Only those lines running from the line that contains "Where can you see the goose's orange foot?" through the end of the material are to be written out, each exactly as shown.

** Begin DATA SHOWN **

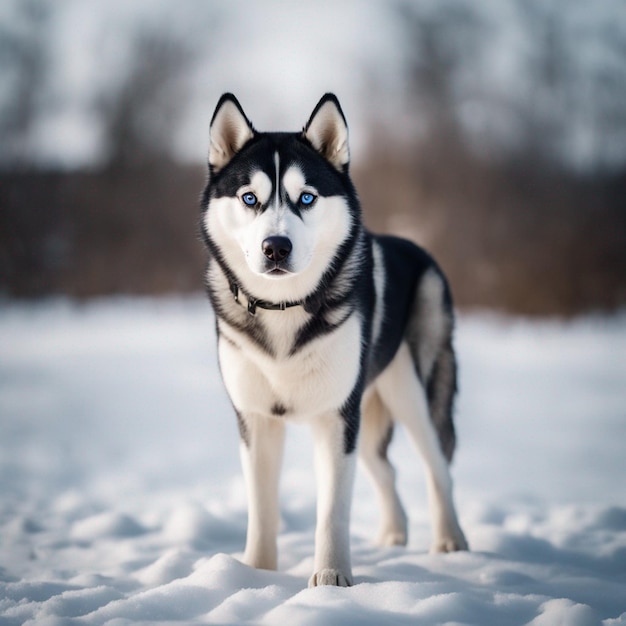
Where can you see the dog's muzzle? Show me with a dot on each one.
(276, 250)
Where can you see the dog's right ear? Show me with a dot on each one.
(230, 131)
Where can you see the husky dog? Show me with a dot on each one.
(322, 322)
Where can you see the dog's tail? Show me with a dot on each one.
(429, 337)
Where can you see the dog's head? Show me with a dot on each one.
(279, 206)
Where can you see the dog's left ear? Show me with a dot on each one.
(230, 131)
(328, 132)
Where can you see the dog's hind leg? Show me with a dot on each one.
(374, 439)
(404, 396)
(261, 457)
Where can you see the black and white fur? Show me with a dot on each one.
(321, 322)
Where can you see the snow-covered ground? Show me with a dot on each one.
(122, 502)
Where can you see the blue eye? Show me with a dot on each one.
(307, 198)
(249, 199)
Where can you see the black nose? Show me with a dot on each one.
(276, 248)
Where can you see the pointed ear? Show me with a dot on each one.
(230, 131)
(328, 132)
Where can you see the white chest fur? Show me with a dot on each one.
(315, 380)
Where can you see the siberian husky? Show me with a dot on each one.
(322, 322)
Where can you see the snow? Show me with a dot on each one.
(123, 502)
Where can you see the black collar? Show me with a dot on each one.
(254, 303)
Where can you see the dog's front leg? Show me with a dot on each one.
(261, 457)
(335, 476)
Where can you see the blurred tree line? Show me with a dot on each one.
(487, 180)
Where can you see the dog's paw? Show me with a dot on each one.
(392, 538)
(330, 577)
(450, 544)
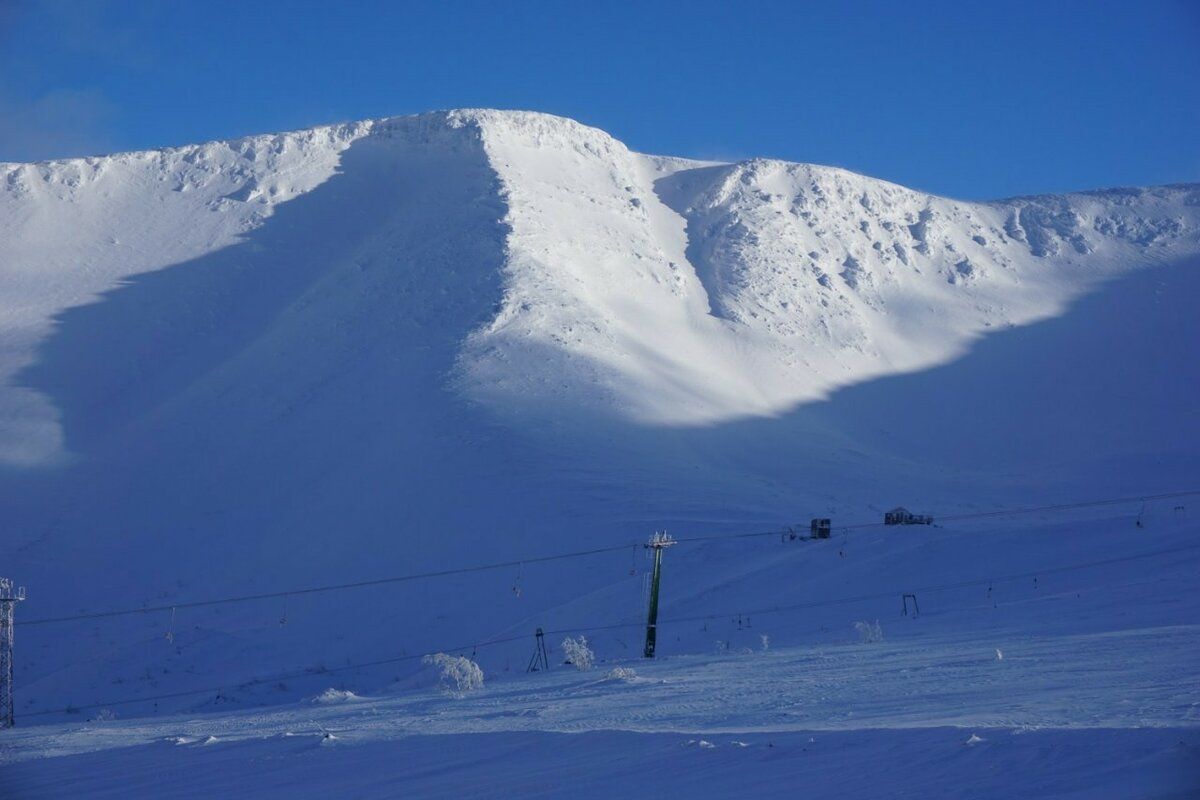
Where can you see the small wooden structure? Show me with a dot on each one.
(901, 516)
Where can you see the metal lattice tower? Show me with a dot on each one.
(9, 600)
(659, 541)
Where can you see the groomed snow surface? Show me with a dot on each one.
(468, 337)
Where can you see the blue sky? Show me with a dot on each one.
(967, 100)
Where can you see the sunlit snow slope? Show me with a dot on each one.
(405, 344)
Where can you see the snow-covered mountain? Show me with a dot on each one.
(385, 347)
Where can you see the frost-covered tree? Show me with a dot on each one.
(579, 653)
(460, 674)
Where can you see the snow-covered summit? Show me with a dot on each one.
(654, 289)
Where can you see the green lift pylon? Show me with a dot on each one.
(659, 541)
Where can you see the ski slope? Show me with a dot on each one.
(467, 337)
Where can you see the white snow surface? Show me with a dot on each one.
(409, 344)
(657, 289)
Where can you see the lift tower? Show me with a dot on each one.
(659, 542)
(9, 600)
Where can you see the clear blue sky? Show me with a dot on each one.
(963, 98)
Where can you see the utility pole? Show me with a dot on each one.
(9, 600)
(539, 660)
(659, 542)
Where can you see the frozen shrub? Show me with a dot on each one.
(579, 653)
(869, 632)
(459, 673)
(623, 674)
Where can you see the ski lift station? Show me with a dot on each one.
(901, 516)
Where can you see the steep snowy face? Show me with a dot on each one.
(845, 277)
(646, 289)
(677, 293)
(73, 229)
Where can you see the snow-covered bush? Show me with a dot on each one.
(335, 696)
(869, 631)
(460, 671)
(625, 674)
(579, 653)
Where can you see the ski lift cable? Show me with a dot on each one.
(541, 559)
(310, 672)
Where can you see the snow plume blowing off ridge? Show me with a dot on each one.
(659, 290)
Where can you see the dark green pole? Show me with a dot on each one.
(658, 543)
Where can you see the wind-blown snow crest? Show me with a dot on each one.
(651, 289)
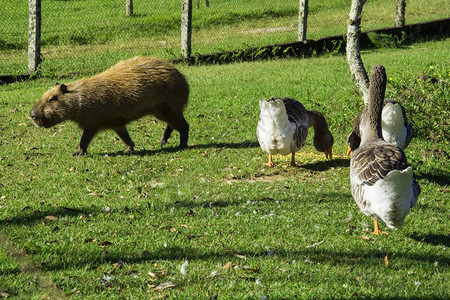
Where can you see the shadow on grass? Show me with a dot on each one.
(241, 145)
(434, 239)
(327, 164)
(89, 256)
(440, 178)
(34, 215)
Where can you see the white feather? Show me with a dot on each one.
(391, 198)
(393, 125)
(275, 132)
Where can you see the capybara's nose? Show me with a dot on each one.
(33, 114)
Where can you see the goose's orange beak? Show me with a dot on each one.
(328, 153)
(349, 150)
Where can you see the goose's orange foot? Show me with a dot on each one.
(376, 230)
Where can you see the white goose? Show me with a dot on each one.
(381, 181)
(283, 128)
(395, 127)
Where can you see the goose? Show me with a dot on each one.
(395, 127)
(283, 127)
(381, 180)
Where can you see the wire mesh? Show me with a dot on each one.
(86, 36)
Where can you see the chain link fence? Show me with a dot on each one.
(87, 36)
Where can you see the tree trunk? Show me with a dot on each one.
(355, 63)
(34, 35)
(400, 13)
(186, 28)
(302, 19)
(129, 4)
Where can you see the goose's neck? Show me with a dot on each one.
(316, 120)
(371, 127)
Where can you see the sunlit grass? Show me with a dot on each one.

** End DATA SHOWN **

* [EXERCISE OUTPUT]:
Where can you see the goose's orange foot? Show me with a dot on each one.
(376, 230)
Where can you see the white goose? Show me with a dot on each one.
(381, 181)
(283, 128)
(395, 127)
Where can you see the goose? Show me with a dot on each one.
(395, 127)
(283, 127)
(381, 180)
Where can you see the wire mesh? Show me with a dot on each one.
(86, 36)
Where can you see the chain link fence? Show me with a dot on each one.
(87, 36)
Where can you see the tree trunk? Show me with a dot on each one.
(355, 63)
(34, 35)
(400, 13)
(186, 28)
(302, 19)
(129, 4)
Where can you see the goose's neck? Show me with a dot on each one.
(316, 120)
(371, 127)
Where can you see the sunlit grass? Show me with a dot on each one.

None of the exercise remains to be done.